» **PROMPT 1**
Reproduce, word for word, the portion of the joint venture agreement starting at "4.2 Registered Capital" and ending at "51% shares of the registered capital.".

##### DOCUMENT

3. PURPOSE, SCOPE AND SCALE OF OPERATION 

 

3.1 Purpose of Joint Venture The purpose of the joint venture shall be to utilize the combined technological, management, operational and marketing strengths of the Parties within the approved scope of business of the Company to achieve good economic results and a return on investment satisfactory to the Parties. 

 

3.2 Scope of Business 

The scope of business of the Company shall be Marketing Planning and Promotion, Corporate Image Planning, Graphic Production (excluding Advertisements); Conference Service (with license if required). 

 

3.3 Business Plan 

The Business Plan of the Company shall be established by the Board in view of actual market conditions, expected sales volumes, the employees' ability to absorb new technology and any other factors considered important by the Board. Such plan may be expanded or reduced by the Board from time to time in light of market and other relevant conditions. 

 

3.4 Independent Entity 

 

The Company shall conduct its business as an independent economic entity and will operate autonomously. 

 

4. TOTAL INVESTMENT AND REGISTERED CAPITAL 

 

4.1 Total Investment Amount 

The total amount of investment of the Company is RMB¥ 10,000,000. 

 

4.2 Registered Capital Amount 

The Company's registered capital is RMB¥ 7,100,000. 

 

4.3 Contributions to Capital 

 

Party A’s contribution to the registered capital shall be RMB¥ 3,621,000, representing 51% shares of the registered capital.

 

Party B’s contribution to the registered capital shall be RMB¥ 2,059,000, representing 29% shares of the registered capital.

 

 

4

 

 

Party C’s contribution to the registered capital shall be RMB¥ 710,000, representing 10% shares of the registered capital; 

 

Party D’s contribution to the registered capital shall be RMB¥ 710,000, representing 10% shares of the registered capital.

##########
##### DATA TO USE

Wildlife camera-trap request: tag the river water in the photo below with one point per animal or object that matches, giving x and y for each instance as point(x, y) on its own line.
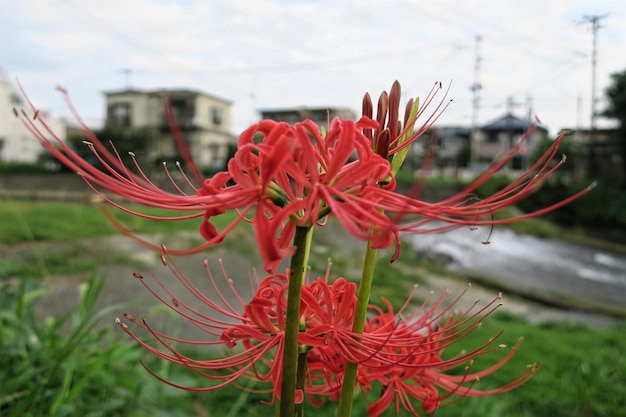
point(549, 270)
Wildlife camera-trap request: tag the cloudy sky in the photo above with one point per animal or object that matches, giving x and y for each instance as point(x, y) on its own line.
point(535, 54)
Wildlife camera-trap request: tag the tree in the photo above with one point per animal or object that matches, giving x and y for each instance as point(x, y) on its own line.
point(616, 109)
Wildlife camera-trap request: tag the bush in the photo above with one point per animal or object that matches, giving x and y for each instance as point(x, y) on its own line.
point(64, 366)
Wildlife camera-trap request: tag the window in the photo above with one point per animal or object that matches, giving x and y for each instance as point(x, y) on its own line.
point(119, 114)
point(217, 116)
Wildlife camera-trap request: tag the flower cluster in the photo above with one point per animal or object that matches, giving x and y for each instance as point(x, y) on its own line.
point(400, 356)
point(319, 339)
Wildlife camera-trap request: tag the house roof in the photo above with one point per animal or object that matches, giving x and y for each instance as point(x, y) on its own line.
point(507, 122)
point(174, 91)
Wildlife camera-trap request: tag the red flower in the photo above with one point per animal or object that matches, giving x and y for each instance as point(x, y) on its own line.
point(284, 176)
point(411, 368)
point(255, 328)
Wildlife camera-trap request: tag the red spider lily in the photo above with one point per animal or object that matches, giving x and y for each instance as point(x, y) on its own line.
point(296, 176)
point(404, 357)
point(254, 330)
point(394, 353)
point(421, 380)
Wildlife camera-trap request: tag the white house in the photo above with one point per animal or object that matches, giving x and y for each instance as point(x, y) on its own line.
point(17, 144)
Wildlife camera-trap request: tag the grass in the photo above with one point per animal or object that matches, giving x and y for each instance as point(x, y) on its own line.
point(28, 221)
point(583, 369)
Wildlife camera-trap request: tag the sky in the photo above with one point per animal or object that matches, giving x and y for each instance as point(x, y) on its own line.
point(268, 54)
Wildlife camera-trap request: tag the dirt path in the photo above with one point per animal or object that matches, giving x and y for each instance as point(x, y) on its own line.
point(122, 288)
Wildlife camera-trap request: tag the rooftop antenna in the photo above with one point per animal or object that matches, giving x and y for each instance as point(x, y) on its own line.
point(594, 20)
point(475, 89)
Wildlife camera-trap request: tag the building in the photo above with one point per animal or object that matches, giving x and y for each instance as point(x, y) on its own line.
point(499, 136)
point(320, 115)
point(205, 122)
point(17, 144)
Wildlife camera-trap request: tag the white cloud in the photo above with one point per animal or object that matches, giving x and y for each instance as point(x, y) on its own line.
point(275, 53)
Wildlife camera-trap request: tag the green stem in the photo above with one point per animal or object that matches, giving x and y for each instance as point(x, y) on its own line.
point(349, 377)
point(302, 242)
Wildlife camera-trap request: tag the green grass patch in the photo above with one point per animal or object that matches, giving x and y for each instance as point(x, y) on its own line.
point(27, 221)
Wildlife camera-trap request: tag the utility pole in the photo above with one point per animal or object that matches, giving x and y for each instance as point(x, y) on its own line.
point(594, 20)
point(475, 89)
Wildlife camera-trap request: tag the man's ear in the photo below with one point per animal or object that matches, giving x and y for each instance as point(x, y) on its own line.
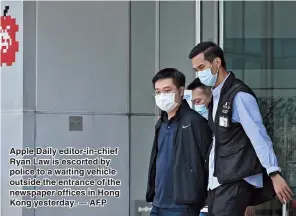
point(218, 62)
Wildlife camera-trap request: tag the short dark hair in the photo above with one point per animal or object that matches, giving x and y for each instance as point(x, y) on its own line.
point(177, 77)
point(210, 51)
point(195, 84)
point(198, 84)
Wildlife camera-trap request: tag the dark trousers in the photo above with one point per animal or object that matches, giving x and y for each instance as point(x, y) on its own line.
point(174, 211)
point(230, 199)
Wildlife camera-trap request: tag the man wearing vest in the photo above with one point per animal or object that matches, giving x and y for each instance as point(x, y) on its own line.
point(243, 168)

##########

» **PROMPT 2**
Write out verbatim the lines of the entries starting at the line containing "Wildlife camera-trap request: tag the bush" and ending at the line containing "point(64, 366)", including both of those lines.

» **WRITTEN SOLUTION 1**
4.2 Registered Capital Amount 

The Company's registered capital is RMB¥ 7,100,000. 

 

4.3 Contributions to Capital 

 

Party A’s contribution to the registered capital shall be RMB¥ 3,621,000, representing 51% shares of the registered capital.

» **WRITTEN SOLUTION 2**
Wildlife camera-trap request: tag the bush in the photo above with one point per animal or object that matches, giving x and y for each instance as point(x, y) on its own line.
point(64, 366)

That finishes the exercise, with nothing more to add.